▸ Passage given
########################################

# Dirt roads and trails?



## AmericanRailfan (Feb 16, 2013)

What is the best way to model dirt roads and trails? Would I just put some real dirt down on the layout where I want it, or is there something that the hobby/train shops have, that would do the job?


----------



## broox (Apr 13, 2012)

Sift some real dirt, finer the better I'd think :thumbsup:


----------



## AmericanRailfan (Feb 16, 2013)

OK. Would there be some kind of solution that I could spray over the dirt to keep it in place and to eliminate dusting and so forth?


----------



## Carl (Feb 19, 2012)

This link might be of help: http://www.trainlife.com/articles/552/modeling-streets-and-roads-part-1-dirt

Another modeler told me to place the dirt on a cookie sheet and toast the dirt in the oven to remove any bad actors that might be in the dirt.


----------



## AmericanRailfan (Feb 16, 2013)

Carl said:


> This link might be of help: http://www.trainlife.com/articles/552/modeling-streets-and-roads-part-1-dirt
> 
> Another modeler told me to place the dirt on a cookie sheet and toast the dirt in the oven to remove any bad actors that might be in the dirt.



Man, that's a terrific article! I was originally trying to figure out a way to build a dirt access road within the yard, but I might expand and put some dirt roads in the other parts of the layout!


----------



## aircooled (Jan 28, 2013)

Great article! Thanks for the tip.


----------



## Tom McInerney (Feb 16, 2013)

########################################

▸ Provided information
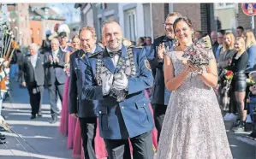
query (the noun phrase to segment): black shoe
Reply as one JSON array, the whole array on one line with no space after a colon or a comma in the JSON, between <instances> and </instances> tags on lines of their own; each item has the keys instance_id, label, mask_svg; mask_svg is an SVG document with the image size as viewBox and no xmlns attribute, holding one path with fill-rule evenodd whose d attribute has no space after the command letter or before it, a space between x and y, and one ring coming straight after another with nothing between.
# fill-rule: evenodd
<instances>
[{"instance_id":1,"label":"black shoe","mask_svg":"<svg viewBox=\"0 0 256 159\"><path fill-rule=\"evenodd\" d=\"M53 116L52 117L52 121L50 122L51 124L54 124L54 123L57 123L57 116Z\"/></svg>"},{"instance_id":2,"label":"black shoe","mask_svg":"<svg viewBox=\"0 0 256 159\"><path fill-rule=\"evenodd\" d=\"M36 115L33 115L30 119L35 119L36 118Z\"/></svg>"},{"instance_id":3,"label":"black shoe","mask_svg":"<svg viewBox=\"0 0 256 159\"><path fill-rule=\"evenodd\" d=\"M256 132L253 132L252 133L247 135L247 138L256 140Z\"/></svg>"},{"instance_id":4,"label":"black shoe","mask_svg":"<svg viewBox=\"0 0 256 159\"><path fill-rule=\"evenodd\" d=\"M1 137L5 137L5 135L3 135L2 133L0 133L0 138L1 138Z\"/></svg>"},{"instance_id":5,"label":"black shoe","mask_svg":"<svg viewBox=\"0 0 256 159\"><path fill-rule=\"evenodd\" d=\"M0 132L5 132L5 129L2 127L0 127Z\"/></svg>"},{"instance_id":6,"label":"black shoe","mask_svg":"<svg viewBox=\"0 0 256 159\"><path fill-rule=\"evenodd\" d=\"M1 141L1 140L0 140L0 144L5 144L5 143L6 143L5 141L3 141L3 140Z\"/></svg>"},{"instance_id":7,"label":"black shoe","mask_svg":"<svg viewBox=\"0 0 256 159\"><path fill-rule=\"evenodd\" d=\"M234 127L232 129L235 133L241 133L245 132L245 123L242 121L240 122L239 126L237 127Z\"/></svg>"},{"instance_id":8,"label":"black shoe","mask_svg":"<svg viewBox=\"0 0 256 159\"><path fill-rule=\"evenodd\" d=\"M4 140L6 138L5 137L0 137L1 140Z\"/></svg>"}]
</instances>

########################################

▸ Work to do
1 – In the dirt roads thread, what did another modeler tell Carl to do with the dirt?
2 – Resume the dirt roads thread from the point where it stops.
The lines play no part in this work.

▸ Responses to the tasks
1 – Place it on a cookie sheet and toast it in the oven to remove any bad actors that might be in it.

2 –
*Dirt Roads*

I grind and sift dirt to almost dust then mix it with thinned white glue ( like mud) and brush it where you want let it dry but before it dries add tire tracks with a car because when it dries it"s hard as a rock and no dust on the layout. Tom


----------



## DonR (Oct 18, 2012)

What device do you sift with to get
dirt suitable for HO scale?

Don


----------



## Tom McInerney (Feb 16, 2013)

Don , First ifind the finest dirt I can and use flour sifters to grind as much as possible then put the dirt though a stocking. Once you add water it turns to thick mud and that what you want. Good Luck


----------



## Pfunmo (Feb 21, 2013)

I like to "grade" all my scenic stuff like dirt. I run it through something pretty course first like a fish net stocking, run the rest through a window screen, then a silk stocking for truly fine dust. At each step I keep what is screened out for scenery use. Nature is not uniform or neat! Adding textures of different sizes just makes it fit better to my eye. 

I use lots of dirt as I find it is "dirt cheap".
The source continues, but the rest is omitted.